SUPPLIED PASSAGE
══════════
KRAL
- Rawlins, Wyoming; United States;
- Frequency: 1240 kHz

Ownership
- Owner: Mt. Rushmore Broadcasting, Inc.
- Sister stations: KIQZ

History
- First air date: November 14, 1947
- Call sign meaning: Rawlins

Technical information
- Licensing authority: FCC
- Facility ID: 46736
- Class: C
- Power: 1,000 watts (unlimited)
- Transmitter coordinates: 41°46′50″N 107°15′53″W﻿ / ﻿41.78056°N 107.26472°W
- Translator: 98.9 K255DH (Rawlins)

Links
- Public license information: Public file; LMS;

= KRAL =

KRAL (1240 AM) is a radio station licensed to Rawlins, Wyoming, United States, that is currently silent. Over the years, the station has experienced periods of silence, while its sister FM counterpart remained on air for a short periods of time. The radio stations returned to broadcast status in January 2016 under Federal Communications Commission special temporary authority.
══════════
PROBLEMS TO WORK ON
a: Answer these from the KRAL radio station profile:
(i) What frequency does KRAL broadcast on?
(ii) Which company owns the station?
(iii) In what month and year did the stations return to broadcast status?
b: Carry on the KRAL radio station profile from its last sentence.
The listing comes from a separate, unrelated source.

(Source data)
══════════
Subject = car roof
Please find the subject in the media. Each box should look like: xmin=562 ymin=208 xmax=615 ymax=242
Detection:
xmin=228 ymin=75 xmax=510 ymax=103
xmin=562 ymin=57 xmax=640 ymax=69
══════════
RESULTS BY TASK
a:
(i) 1240 kHz
(ii) Mt. Rushmore Broadcasting, Inc.
(iii) January 2016

b:
==History==
KRAL started broadcasting in November 1947 with 250 watts, the then-limit of power for local channels. It was developed in the late 1940s under the supervision of William D. "Bill" McCraken, a Wyoming radio and television pioneer.

In 1954, KTHE in Thermopolis, Wyoming had a construction permit on 1240, the same frequency as KRAL. A hearing was held before the Federal Communications Commission regarding the two stations interfering with each other, despite being 137 mi apart.

The station did apply for and was granted a renewal of its license in 2005, however citing technical reasons in July 2010, the station remained silent. The period in which KRAL had, until it fixed its "technical" problems and restored broadcasting expired July 19, 2011. According to FCC documents, the station resumed operations on June 20, 2012. Two days later, the station reported to the FCC that it would go silent due to staffing issues. The FCC approved this request, stating the station had to return to air by June 22, 2013. If the station did not return to air by that date and notified the FCC, the license would have been returned to the FCC. As of March 2013, KRAL still appeared in the FCC database and remained silent, along with its FM counterpart KIQZ. On June 6, 2013 KRAL returned to the air with a classic rock format and then went silent again two days later.

The station and its sister again requested an STA, or request to go silent in early 2015 as a result of employees "unexpectedly" resigning and the difficulty finding new employees at the remote location.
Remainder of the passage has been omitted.